◆ What the task asks:
Exactly reproduce the data from its first line through the line with "Trace the outline of every instance of the green", leaving out every line after it.

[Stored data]
╭──

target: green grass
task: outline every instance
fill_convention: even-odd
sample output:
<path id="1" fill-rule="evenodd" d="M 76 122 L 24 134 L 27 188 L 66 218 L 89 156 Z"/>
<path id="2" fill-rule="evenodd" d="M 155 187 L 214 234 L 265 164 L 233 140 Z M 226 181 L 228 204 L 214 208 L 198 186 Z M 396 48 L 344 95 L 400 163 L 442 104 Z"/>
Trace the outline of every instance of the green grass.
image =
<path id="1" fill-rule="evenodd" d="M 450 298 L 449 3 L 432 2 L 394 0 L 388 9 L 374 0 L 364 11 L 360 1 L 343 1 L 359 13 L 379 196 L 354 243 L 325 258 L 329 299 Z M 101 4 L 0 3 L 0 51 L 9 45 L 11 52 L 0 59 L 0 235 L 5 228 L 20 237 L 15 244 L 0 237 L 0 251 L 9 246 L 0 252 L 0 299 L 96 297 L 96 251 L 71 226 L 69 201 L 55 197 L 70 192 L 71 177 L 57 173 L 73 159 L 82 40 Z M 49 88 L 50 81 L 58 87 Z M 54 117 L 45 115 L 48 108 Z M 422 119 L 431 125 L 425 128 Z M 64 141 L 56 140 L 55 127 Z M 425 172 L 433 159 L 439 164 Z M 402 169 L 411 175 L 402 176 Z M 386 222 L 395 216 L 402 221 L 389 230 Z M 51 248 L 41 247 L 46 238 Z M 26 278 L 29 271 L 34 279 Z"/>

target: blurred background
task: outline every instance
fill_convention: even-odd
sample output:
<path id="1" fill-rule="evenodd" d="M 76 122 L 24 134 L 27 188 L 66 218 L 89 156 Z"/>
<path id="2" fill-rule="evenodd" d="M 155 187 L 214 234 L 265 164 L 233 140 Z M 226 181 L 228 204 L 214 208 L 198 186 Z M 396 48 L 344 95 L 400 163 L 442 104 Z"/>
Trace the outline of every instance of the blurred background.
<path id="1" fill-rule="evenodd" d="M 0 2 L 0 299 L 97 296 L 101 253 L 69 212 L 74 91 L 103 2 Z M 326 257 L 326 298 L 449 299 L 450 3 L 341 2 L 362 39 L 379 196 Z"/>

╰──

◆ Answer:
target: green grass
task: outline every instance
fill_convention: even-odd
sample output:
<path id="1" fill-rule="evenodd" d="M 76 122 L 24 134 L 27 188 L 66 218 L 89 156 Z"/>
<path id="2" fill-rule="evenodd" d="M 155 187 L 214 234 L 265 164 L 233 140 Z M 226 181 L 228 204 L 214 208 L 198 186 Z M 396 48 L 344 95 L 400 163 L 442 104 Z"/>
Trace the outline of every instance of the green grass.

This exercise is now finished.